[Material shown — start]
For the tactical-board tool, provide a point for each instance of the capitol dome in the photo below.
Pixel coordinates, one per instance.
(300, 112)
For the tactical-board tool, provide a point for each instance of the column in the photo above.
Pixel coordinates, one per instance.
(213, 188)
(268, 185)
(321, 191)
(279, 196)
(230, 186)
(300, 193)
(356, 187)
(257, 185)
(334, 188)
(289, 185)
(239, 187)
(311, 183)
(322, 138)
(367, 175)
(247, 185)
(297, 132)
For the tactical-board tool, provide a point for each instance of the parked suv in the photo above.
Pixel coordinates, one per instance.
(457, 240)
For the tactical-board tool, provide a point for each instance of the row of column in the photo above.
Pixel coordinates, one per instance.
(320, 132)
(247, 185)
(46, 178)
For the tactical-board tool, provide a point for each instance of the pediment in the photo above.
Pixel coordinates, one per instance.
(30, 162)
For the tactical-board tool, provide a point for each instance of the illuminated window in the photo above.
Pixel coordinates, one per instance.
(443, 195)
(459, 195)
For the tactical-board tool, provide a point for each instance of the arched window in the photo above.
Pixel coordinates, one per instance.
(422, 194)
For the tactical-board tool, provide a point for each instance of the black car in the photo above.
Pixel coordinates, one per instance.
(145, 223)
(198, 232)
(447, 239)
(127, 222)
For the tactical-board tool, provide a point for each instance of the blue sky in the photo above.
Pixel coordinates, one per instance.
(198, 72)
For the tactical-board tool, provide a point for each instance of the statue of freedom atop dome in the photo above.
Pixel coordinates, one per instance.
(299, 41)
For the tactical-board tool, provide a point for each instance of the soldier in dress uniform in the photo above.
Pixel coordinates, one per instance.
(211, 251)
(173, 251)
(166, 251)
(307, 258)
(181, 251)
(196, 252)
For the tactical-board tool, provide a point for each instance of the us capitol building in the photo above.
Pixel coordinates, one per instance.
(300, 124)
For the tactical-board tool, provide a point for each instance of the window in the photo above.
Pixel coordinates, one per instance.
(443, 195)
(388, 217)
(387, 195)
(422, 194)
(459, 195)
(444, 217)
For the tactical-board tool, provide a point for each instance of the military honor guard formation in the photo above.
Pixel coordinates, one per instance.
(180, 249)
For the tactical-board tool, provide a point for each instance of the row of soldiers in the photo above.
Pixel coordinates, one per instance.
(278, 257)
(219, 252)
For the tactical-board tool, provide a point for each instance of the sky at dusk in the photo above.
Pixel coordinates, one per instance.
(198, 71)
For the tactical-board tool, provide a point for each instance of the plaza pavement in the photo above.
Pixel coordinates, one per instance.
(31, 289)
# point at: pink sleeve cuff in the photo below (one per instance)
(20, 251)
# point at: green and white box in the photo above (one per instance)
[Material shown — finish]
**Your goal:** Bring together all lines of the entries above in which the string "capitol" occurs.

**Answer section:**
For the tactical-board tool, provide a point for each instance of the capitol dome in the photo below.
For the tactical-board tool, provide a point for each instance of the us capitol building in the photo above.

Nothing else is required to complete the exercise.